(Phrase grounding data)
.....

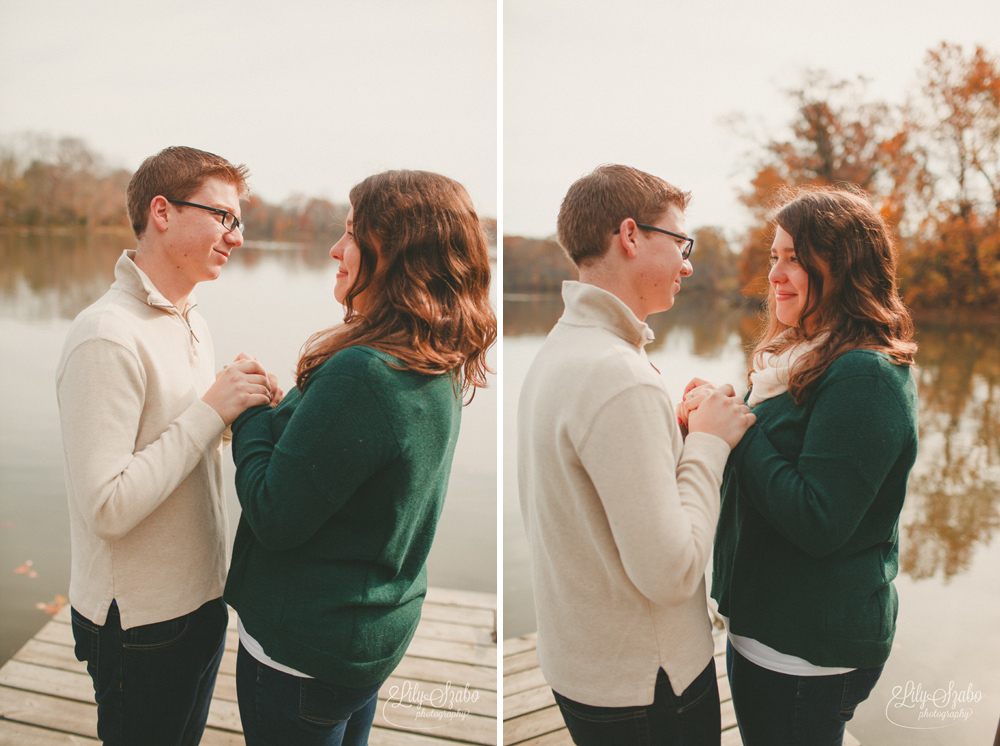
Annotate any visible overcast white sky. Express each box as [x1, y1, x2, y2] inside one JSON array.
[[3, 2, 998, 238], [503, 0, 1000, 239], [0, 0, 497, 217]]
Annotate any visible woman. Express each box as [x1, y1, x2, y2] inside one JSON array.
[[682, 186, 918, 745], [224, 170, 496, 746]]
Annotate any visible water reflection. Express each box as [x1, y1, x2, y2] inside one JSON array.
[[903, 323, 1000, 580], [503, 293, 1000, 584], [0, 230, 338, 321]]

.....

What you need to do> Your answer is an exact copy of the records above, stripped of pictures.

Output of the exercise>
Annotate any visible overcast white sky. Express each box as [x1, y1, x2, y2] inside one JSON array.
[[3, 2, 998, 238], [503, 0, 1000, 239], [0, 0, 497, 217]]
Annotate any visible woman. Express each box as [x1, y1, x2, y2] inside one JSON array.
[[682, 186, 918, 745], [224, 170, 496, 746]]
Annotate any visible water reflection. Express each box as [x1, y1, x2, y2] inside one JSON array.
[[903, 323, 1000, 580], [503, 293, 1000, 584], [0, 230, 338, 321]]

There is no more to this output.